>> BEGIN Stored rows
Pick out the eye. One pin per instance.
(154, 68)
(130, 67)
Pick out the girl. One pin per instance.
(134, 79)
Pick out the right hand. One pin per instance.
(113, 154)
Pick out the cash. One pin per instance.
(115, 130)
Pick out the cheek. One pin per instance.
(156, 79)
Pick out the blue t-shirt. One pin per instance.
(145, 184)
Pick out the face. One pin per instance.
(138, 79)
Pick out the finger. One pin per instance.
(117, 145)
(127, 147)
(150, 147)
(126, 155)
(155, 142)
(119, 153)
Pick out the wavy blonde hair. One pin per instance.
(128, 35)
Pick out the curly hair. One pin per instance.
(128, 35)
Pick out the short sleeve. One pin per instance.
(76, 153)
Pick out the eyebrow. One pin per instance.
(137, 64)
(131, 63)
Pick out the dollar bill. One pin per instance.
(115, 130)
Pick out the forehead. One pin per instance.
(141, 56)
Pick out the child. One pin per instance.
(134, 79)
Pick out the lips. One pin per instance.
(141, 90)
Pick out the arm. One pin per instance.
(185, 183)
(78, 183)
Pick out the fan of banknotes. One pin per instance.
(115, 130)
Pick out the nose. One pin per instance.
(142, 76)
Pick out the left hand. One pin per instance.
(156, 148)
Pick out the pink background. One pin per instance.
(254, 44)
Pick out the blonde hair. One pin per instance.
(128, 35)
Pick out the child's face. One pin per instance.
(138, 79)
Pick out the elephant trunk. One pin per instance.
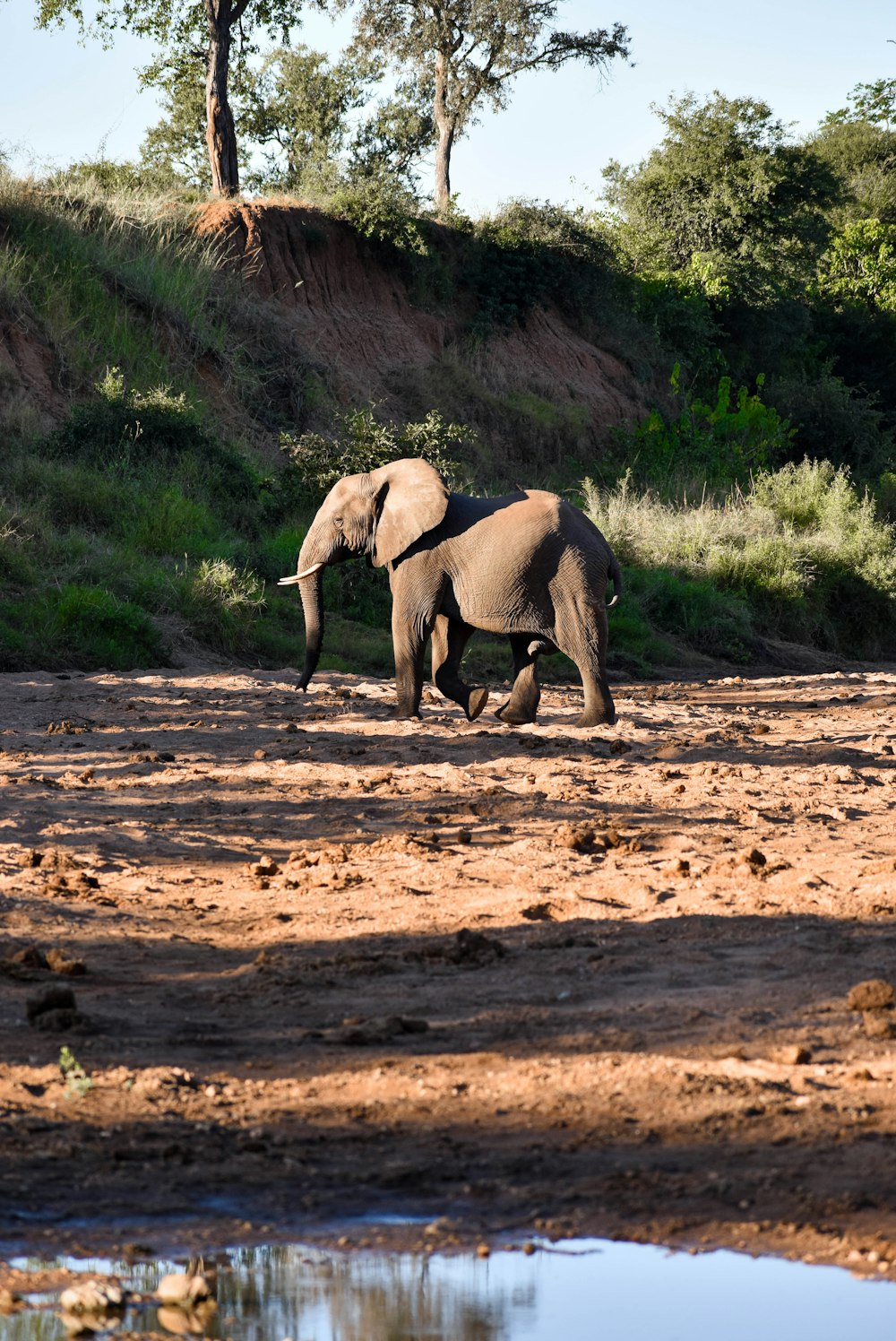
(312, 565)
(312, 592)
>> END Stored rows
** Written request **
Rewrite all of the rows above, switching "Pick out" to "Locate" and changing nothing else. Omit the pictures from your answer.

** The response **
Locate the eye. One pin per instance.
(154, 68)
(130, 67)
Locate the girl. One pin per instance.
(134, 79)
Locate the right hand. One pin per instance.
(113, 154)
Locate the cash. One pin per instance.
(115, 130)
Locate the cheek. One pin per instance.
(156, 79)
Locate the blue t-shirt. One pin per instance.
(145, 184)
Locate the face. One pin per instance.
(138, 79)
Locate the finger. One pin per instance.
(117, 145)
(127, 147)
(150, 147)
(126, 155)
(155, 142)
(119, 153)
Locate the wavy blonde hair. One pin per instance.
(128, 35)
Locate the curly hair. One pin per instance.
(128, 35)
Locate the short sleeve. One pin per instance.
(76, 153)
Locate the eyebrow. One pin per instance.
(137, 64)
(131, 63)
Locate the dollar bill. One pin per instance.
(115, 130)
Locate the forehead. One pin per instance.
(141, 56)
Locate the child. One pin per instance.
(134, 79)
Locate the lips. One pin per instance.
(141, 90)
Locate the arm. One pin per instance.
(185, 183)
(78, 183)
Locate the fan of banknotes. One pin per instance.
(115, 130)
Locate the nose. One pin per instance.
(142, 76)
Locate the left hand. One pin per instance.
(156, 148)
Locate the pink background. One pin per instance.
(254, 44)
Locate the blonde hair. One pin per instance.
(128, 35)
Locate the child's face. One pin per instance.
(138, 79)
Locate the elephant trunk. One pin per instance.
(312, 565)
(312, 592)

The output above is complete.